* EXERCISE OBJECTIVE: Write out every row below word for word, leaving out the pictures.

Excerpts from point annotation data:
___
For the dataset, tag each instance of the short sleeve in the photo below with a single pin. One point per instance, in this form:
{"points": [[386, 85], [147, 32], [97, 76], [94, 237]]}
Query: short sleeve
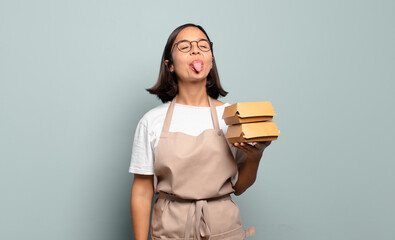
{"points": [[240, 157], [142, 159]]}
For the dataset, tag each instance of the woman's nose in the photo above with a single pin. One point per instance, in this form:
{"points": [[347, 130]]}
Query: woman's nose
{"points": [[195, 49]]}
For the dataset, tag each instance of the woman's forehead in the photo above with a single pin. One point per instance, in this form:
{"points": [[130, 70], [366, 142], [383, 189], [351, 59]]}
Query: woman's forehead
{"points": [[191, 34]]}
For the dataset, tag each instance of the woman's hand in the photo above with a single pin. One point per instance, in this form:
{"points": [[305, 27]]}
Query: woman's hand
{"points": [[253, 152]]}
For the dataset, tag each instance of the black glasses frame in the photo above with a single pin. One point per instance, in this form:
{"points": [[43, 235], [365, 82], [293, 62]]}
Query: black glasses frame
{"points": [[190, 43]]}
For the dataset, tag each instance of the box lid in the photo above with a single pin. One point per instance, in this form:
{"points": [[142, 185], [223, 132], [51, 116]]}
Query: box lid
{"points": [[249, 109], [253, 130]]}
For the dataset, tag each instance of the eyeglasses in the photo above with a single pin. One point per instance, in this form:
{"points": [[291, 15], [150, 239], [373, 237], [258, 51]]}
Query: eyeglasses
{"points": [[186, 46]]}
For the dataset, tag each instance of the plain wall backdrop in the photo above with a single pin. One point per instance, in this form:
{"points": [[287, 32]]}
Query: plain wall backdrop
{"points": [[73, 75]]}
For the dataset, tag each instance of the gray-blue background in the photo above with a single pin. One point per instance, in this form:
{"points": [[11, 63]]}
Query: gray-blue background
{"points": [[73, 75]]}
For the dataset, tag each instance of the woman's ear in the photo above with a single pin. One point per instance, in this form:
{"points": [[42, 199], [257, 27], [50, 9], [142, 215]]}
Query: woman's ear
{"points": [[171, 67]]}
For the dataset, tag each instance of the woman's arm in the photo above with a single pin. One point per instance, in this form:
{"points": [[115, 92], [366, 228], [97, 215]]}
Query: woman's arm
{"points": [[141, 202], [247, 172]]}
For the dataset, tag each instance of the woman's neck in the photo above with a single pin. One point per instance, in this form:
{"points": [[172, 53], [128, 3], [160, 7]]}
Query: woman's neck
{"points": [[192, 93]]}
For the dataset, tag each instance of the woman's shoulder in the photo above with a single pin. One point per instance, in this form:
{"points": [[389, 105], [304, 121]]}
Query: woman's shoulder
{"points": [[153, 115]]}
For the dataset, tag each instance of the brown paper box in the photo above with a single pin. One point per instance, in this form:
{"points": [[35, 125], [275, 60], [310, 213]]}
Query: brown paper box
{"points": [[252, 132], [246, 112]]}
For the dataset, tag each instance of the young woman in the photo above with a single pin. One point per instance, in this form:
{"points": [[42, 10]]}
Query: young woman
{"points": [[180, 151]]}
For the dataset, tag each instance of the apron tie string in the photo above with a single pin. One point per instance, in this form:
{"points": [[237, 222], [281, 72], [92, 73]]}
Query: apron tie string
{"points": [[199, 209]]}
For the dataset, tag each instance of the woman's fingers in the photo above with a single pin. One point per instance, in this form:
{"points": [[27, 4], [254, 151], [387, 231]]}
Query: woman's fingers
{"points": [[245, 147]]}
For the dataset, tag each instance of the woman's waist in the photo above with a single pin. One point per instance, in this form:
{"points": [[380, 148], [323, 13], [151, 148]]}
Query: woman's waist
{"points": [[174, 197]]}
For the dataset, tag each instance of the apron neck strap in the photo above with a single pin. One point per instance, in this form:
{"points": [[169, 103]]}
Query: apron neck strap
{"points": [[169, 114]]}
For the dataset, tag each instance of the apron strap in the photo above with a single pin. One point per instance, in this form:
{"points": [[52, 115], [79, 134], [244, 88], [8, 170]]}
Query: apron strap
{"points": [[213, 114], [169, 114]]}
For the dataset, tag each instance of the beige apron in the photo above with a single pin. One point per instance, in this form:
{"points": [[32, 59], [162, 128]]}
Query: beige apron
{"points": [[194, 186]]}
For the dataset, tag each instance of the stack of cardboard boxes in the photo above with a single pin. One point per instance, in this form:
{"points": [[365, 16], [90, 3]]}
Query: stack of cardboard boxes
{"points": [[250, 122]]}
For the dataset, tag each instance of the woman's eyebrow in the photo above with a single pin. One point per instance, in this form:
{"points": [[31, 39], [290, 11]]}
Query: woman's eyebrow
{"points": [[183, 40]]}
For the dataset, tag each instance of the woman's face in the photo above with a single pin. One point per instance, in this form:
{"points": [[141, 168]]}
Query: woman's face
{"points": [[195, 64]]}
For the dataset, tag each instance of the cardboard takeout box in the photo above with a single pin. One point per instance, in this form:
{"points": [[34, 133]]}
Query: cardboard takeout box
{"points": [[252, 132], [246, 112]]}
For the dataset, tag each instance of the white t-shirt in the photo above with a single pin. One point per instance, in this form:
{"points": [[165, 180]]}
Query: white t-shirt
{"points": [[191, 120]]}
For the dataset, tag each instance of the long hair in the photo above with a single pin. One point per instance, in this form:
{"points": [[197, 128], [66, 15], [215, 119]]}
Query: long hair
{"points": [[166, 88]]}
___
* THE REPLY:
For the dataset, tag each instance of the short sleeve in the photo below with a single pin. One point per instance, in this form:
{"points": [[386, 85], [147, 32], [97, 76], [94, 237]]}
Query: short sleeve
{"points": [[240, 157], [142, 159]]}
For the dataset, tag each instance of the woman's nose in the photo above with a single pin. One point per instance, in this form:
{"points": [[347, 130]]}
Query: woman's nose
{"points": [[195, 49]]}
For the dataset, tag each instance of the woman's forehead in the photo above with a single pin. One point per instance, in this form:
{"points": [[130, 70], [366, 142], [383, 189], [351, 59]]}
Query: woman's forehead
{"points": [[191, 34]]}
For the dataset, tag each instance of the woman's hand in the photo above with a single pin. One point per instance, in this form:
{"points": [[305, 27]]}
Query: woman's hand
{"points": [[253, 152]]}
For the dataset, tag each instance of the black glasses frame in the photo above with a single pin. One point per instance, in this form:
{"points": [[43, 235], [365, 82], [293, 62]]}
Query: black glasses frame
{"points": [[190, 43]]}
For the dataset, tag each instance of the box lid in the photo above with a single pin. One point per instance, in this form:
{"points": [[142, 185], [223, 132], [51, 116]]}
Query: box lid
{"points": [[249, 109], [253, 130]]}
For the dataset, tag each instance of the eyeglasses in the photo above with a single pin. One point per instance, in this form:
{"points": [[291, 15], [150, 239], [373, 237], [258, 51]]}
Query: eyeglasses
{"points": [[186, 46]]}
For the dataset, tag each instance of the plain wall backdrop in the photo above with a single pin. One point per instance, in this form:
{"points": [[287, 32]]}
Query: plain wall backdrop
{"points": [[73, 75]]}
For the dataset, tag each instance of the gray-blue background in the photo above with a single pin. One point per instance, in this form:
{"points": [[11, 63]]}
Query: gray-blue background
{"points": [[73, 75]]}
For the dataset, tag each instance of the woman's ear in the photo above with a single pin. One point per instance, in this form:
{"points": [[42, 199], [257, 27], [50, 9], [142, 215]]}
Query: woman's ear
{"points": [[171, 67]]}
For the dataset, tag each instance of the woman's arm in the photo above with a single pin. One point per instance, in this form:
{"points": [[115, 92], [366, 228], [97, 215]]}
Query: woman's arm
{"points": [[141, 202], [247, 172]]}
For the dataset, tag each instance of the woman's neck in the photo above with a single pin. One point per instance, in this form:
{"points": [[172, 53], [128, 3], [160, 7]]}
Query: woman's neck
{"points": [[192, 93]]}
For the dataset, tag each instance of the woman's shoulder in the photo above with a single pin. One point per instance, in this form:
{"points": [[389, 105], [304, 121]]}
Query: woman's shoulder
{"points": [[153, 115]]}
For the dataset, tag each instance of the brown paper box in the photo above with a single pin. One point per instance, in this form:
{"points": [[35, 125], [275, 60], [310, 213]]}
Query: brown paper box
{"points": [[252, 132], [246, 112]]}
For the dataset, tag each instance of the young woman in the photo above with a single pin. One point per instance, in this form:
{"points": [[42, 10]]}
Query: young woman
{"points": [[180, 151]]}
For the dataset, tag each instance of the apron tie string in the photo above with a single pin. One point per instance, in this form:
{"points": [[237, 222], [281, 72], [92, 73]]}
Query: apron tie string
{"points": [[199, 209]]}
For the dataset, tag each instance of the woman's fingers in the photo above with a single pin. One point per instance, in this form:
{"points": [[27, 4], [254, 151], [387, 231]]}
Query: woman's fingers
{"points": [[245, 147]]}
For the dataset, tag each instance of the woman's waist in the photo above with a single pin. One point per instance, in this form:
{"points": [[380, 148], [323, 13], [151, 148]]}
Query: woman's waist
{"points": [[174, 197]]}
For the dataset, tag each instance of the apron neck strap in the photo above with a single pin. One point per instance, in this form:
{"points": [[169, 103]]}
Query: apron neck strap
{"points": [[169, 114]]}
For the dataset, tag each instance of the apron strap in the photo above with a single pin. One point per instance, in this form:
{"points": [[52, 115], [79, 134], [244, 88], [8, 170]]}
Query: apron strap
{"points": [[213, 114], [169, 114]]}
For the dataset, tag each instance of the beige apron in the photo above with a single pin. One point per instance, in this form:
{"points": [[32, 59], [162, 128]]}
Query: beige apron
{"points": [[194, 186]]}
For the dataset, tag each instance of the stack of cardboard boxes in the photo above with a single pin. One point per instance, in this form:
{"points": [[365, 16], [90, 3]]}
Query: stack of cardboard boxes
{"points": [[250, 122]]}
For the dataset, tag each instance of the woman's eyebrow in the photo above with a single pin. One point per instance, in this form:
{"points": [[31, 39], [290, 11]]}
Query: woman's eyebrow
{"points": [[183, 40]]}
For the dataset, tag each instance of the woman's face in the photo above with a single pin. One point per instance, in this form:
{"points": [[141, 168]]}
Query: woman's face
{"points": [[195, 64]]}
For the dataset, tag each instance of the cardboard takeout box in the photo above with a single pin. One point per instance, in this form:
{"points": [[34, 133]]}
Query: cardboard takeout box
{"points": [[252, 132], [246, 112]]}
For the dataset, tag each instance of the white t-shirt in the photo above with a single pin. One point per instance, in this form:
{"points": [[165, 180]]}
Query: white t-shirt
{"points": [[191, 120]]}
For the dataset, tag each instance of the long hair in the photo above with a single pin. One point per instance, in this form:
{"points": [[197, 128], [66, 15], [215, 119]]}
Query: long hair
{"points": [[166, 88]]}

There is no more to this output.